### WORK INSTRUCTIONS
- 1) In the legacy passage, how many "legacy arcs" does Thorn use to map the journey?
- 2) Print the part of the legacy passage that opens with "Why Purpose Is" and stops after "of the arc.".

--- SUPPLIED TEXT Enclosed Below ---

Instead of an impossible and unnecessary work/life balance, Thorn argues that it is better to strive to achieve a legacy that emerges from making the most of both life and work. The term “legacy” is often misunderstood, he writes. Legacy is also, like life, measured as a quality, not a quantity. “It is measured by what we learn and by who we become as a result of our learnings,” he writes, not by “quantities of stuff we accumulate.” Instead of something that is simply left behind, legacy is something that is created every day and that “encompasses your past, present and future.”

In short, he explains, your legacy “is not about what you are doing or about how much money you are making. Instead, it is about who you are becoming and how you are influencing others to live up to their own legacy.”

Why Purpose Is Better Than Passion

Having established the concept of legacy as a journey rather than the left-behinds of a life, Thorn helps map that journey through 10 “legacy arcs” that move us in the right direction. At the left side of each arc are the behaviors and tendencies that, he writes, “makes us attractive to our employers, peers and direct reports, but… do not shape our impact or create our legacy.” For that, he urges us to move to the behaviors and tendencies on the right side of the arc.

--- End of Enclosed SUPPLIED TEXT ---
--- EXERCISE DATA Enclosed Below ---

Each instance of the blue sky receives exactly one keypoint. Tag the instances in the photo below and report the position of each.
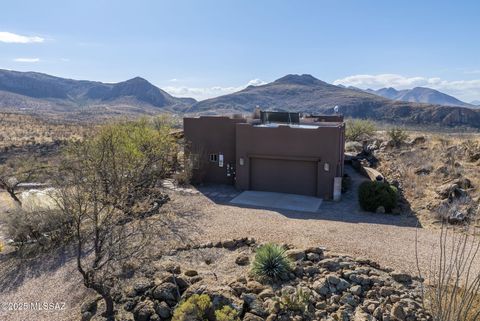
(204, 48)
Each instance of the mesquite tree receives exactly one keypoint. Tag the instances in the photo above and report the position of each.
(107, 187)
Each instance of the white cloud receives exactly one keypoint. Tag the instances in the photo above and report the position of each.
(9, 37)
(256, 82)
(466, 90)
(201, 93)
(29, 60)
(476, 71)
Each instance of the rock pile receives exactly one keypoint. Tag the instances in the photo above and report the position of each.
(319, 287)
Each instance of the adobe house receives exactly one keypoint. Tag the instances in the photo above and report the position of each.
(278, 152)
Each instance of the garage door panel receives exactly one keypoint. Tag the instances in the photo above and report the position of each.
(283, 176)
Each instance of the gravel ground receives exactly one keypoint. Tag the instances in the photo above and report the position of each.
(340, 227)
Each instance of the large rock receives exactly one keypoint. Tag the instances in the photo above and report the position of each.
(295, 254)
(321, 287)
(254, 305)
(144, 310)
(361, 315)
(252, 317)
(242, 260)
(166, 292)
(163, 310)
(398, 313)
(401, 277)
(450, 191)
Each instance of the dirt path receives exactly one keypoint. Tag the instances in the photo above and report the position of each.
(340, 227)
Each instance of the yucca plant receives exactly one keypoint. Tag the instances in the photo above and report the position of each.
(271, 262)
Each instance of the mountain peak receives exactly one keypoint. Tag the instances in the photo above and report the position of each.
(304, 79)
(137, 80)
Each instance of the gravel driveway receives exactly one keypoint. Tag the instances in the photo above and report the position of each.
(340, 227)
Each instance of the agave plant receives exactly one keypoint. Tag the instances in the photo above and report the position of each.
(271, 262)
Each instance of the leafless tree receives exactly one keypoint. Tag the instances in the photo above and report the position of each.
(16, 172)
(452, 284)
(107, 186)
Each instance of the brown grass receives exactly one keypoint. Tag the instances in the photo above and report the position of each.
(446, 156)
(21, 130)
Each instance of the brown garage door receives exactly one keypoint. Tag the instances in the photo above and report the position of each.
(283, 176)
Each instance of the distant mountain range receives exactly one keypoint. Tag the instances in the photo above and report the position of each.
(80, 100)
(40, 93)
(305, 93)
(420, 95)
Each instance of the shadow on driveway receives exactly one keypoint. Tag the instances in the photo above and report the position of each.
(346, 210)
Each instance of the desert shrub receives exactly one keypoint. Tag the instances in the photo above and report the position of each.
(453, 290)
(359, 129)
(297, 300)
(374, 194)
(346, 183)
(397, 136)
(226, 313)
(271, 262)
(195, 308)
(38, 226)
(471, 150)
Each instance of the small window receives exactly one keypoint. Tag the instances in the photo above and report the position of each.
(213, 158)
(194, 161)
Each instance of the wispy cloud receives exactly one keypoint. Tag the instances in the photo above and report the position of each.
(28, 60)
(466, 90)
(9, 37)
(475, 71)
(201, 93)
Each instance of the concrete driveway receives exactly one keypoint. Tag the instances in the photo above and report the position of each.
(291, 202)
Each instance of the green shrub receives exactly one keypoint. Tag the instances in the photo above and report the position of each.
(397, 136)
(271, 262)
(195, 308)
(374, 194)
(346, 183)
(296, 301)
(226, 313)
(359, 129)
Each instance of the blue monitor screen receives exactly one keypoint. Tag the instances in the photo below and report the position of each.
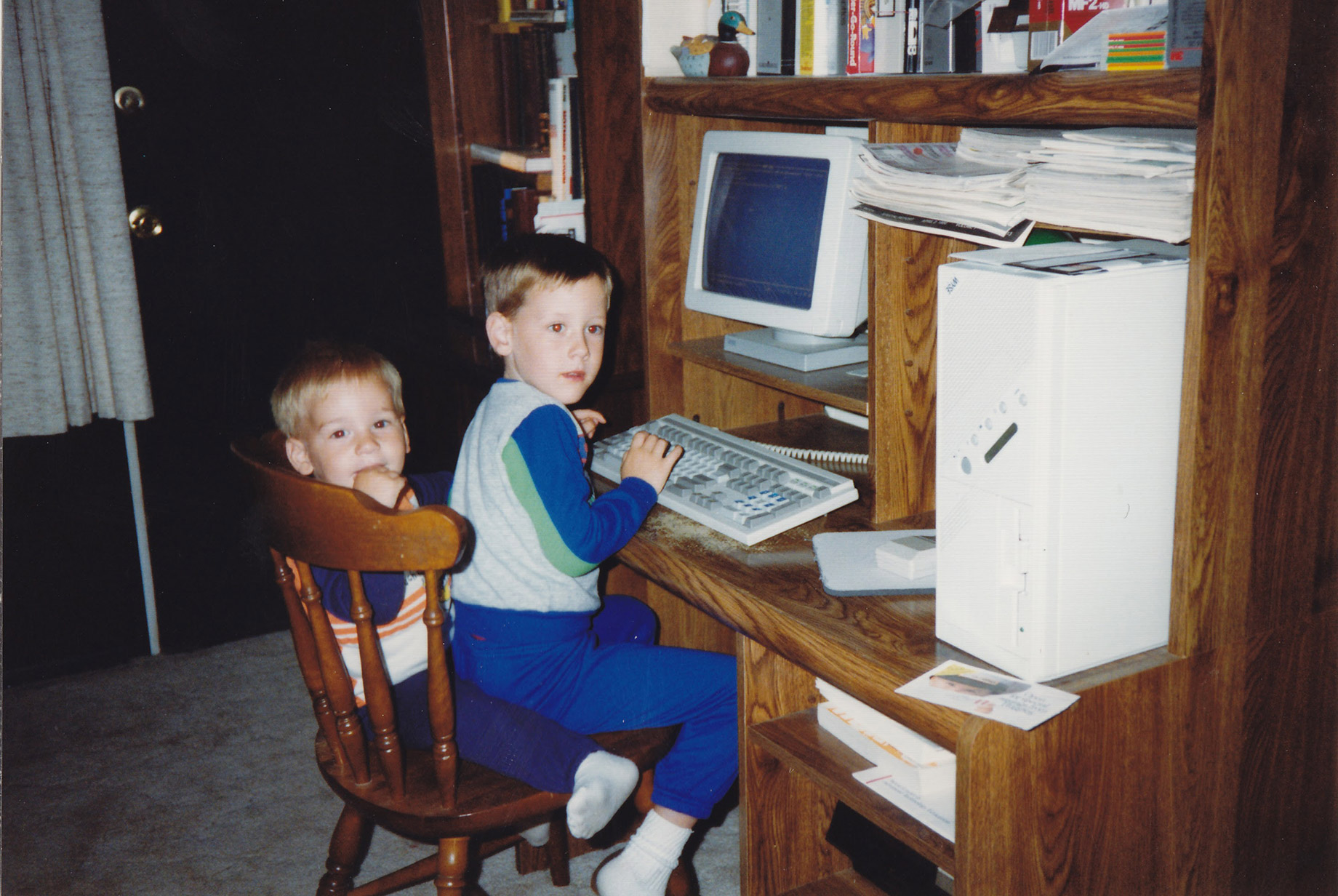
(763, 226)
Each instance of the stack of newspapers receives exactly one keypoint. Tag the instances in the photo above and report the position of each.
(1135, 181)
(936, 189)
(910, 771)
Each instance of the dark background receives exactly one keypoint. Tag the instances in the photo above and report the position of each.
(287, 149)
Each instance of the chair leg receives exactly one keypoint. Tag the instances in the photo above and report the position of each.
(452, 865)
(348, 847)
(557, 851)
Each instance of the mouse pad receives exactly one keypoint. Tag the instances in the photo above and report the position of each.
(849, 569)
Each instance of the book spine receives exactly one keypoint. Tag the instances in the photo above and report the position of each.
(1043, 27)
(1185, 33)
(804, 57)
(913, 28)
(558, 110)
(853, 39)
(868, 36)
(890, 39)
(775, 36)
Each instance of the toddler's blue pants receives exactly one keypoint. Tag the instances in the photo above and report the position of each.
(560, 665)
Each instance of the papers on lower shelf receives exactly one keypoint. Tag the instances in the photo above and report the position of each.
(930, 188)
(892, 738)
(995, 183)
(989, 695)
(936, 811)
(910, 771)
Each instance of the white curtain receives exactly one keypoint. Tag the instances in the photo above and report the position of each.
(73, 344)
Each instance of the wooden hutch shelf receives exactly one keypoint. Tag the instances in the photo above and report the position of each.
(1073, 99)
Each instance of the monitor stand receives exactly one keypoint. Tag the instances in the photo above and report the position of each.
(799, 351)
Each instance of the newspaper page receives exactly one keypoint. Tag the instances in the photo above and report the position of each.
(989, 695)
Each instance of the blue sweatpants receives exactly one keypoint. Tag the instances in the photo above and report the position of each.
(513, 740)
(560, 665)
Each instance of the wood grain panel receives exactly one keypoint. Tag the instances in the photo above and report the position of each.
(1253, 546)
(665, 265)
(903, 319)
(610, 95)
(802, 744)
(452, 165)
(1191, 777)
(1163, 98)
(782, 848)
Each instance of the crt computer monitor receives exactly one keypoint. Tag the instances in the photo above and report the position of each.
(775, 242)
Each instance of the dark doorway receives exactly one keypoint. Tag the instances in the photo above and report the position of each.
(285, 149)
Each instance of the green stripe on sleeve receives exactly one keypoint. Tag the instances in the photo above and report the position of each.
(560, 556)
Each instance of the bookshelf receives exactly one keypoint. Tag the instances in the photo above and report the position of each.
(473, 94)
(1209, 767)
(1172, 756)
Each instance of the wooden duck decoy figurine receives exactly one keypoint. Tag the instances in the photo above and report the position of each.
(728, 57)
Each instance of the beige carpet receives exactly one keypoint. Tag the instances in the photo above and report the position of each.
(193, 773)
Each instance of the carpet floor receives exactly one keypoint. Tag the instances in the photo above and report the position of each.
(193, 773)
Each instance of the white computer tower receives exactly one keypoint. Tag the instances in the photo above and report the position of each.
(1059, 417)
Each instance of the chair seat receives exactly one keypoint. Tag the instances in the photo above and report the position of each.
(485, 800)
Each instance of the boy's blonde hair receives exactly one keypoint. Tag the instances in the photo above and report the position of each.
(530, 263)
(319, 367)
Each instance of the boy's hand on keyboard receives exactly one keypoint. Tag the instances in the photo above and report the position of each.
(380, 484)
(651, 459)
(589, 419)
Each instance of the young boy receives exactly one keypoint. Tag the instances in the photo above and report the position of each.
(342, 409)
(526, 599)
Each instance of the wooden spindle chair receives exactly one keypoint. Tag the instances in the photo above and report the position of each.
(468, 811)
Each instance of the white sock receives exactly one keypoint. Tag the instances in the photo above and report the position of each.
(643, 868)
(602, 784)
(537, 836)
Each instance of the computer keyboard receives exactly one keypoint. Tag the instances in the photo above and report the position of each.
(731, 484)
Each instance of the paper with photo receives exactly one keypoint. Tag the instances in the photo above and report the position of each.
(989, 695)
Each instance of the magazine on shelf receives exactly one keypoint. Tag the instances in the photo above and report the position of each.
(989, 695)
(514, 158)
(903, 741)
(1013, 237)
(937, 809)
(846, 728)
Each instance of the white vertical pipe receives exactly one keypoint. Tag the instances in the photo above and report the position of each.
(146, 572)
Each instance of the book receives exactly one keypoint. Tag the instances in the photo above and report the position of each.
(560, 126)
(564, 217)
(890, 38)
(1043, 30)
(777, 36)
(1004, 30)
(822, 38)
(925, 779)
(1185, 33)
(989, 695)
(804, 38)
(1054, 22)
(905, 743)
(514, 158)
(573, 138)
(913, 36)
(519, 207)
(936, 811)
(861, 23)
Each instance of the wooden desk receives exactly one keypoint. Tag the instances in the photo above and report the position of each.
(793, 773)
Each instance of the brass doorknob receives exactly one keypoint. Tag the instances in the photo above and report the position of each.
(145, 223)
(129, 99)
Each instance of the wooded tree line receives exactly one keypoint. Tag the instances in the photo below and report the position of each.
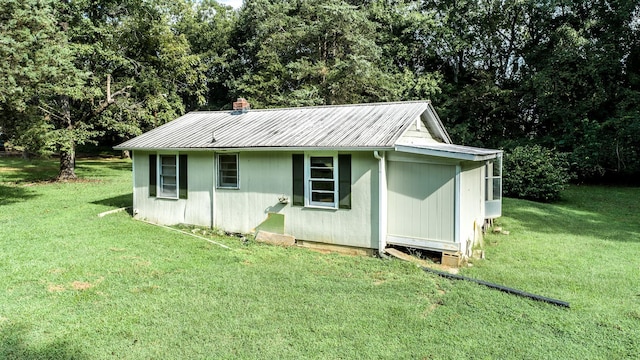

--- End of Enclosed EXERCISE DATA ---

### SOLUTIONS TO EACH TASK
- 1) Ten legacy arcs.

- 2)
Why Purpose Is Better Than Passion

Having established the concept of legacy as a journey rather than the left-behinds of a life, Thorn helps map that journey through 10 “legacy arcs” that move us in the right direction. At the left side of each arc are the behaviors and tendencies that, he writes, “makes us attractive to our employers, peers and direct reports, but… do not shape our impact or create our legacy.” For that, he urges us to move to the behaviors and tendencies on the right side of the arc.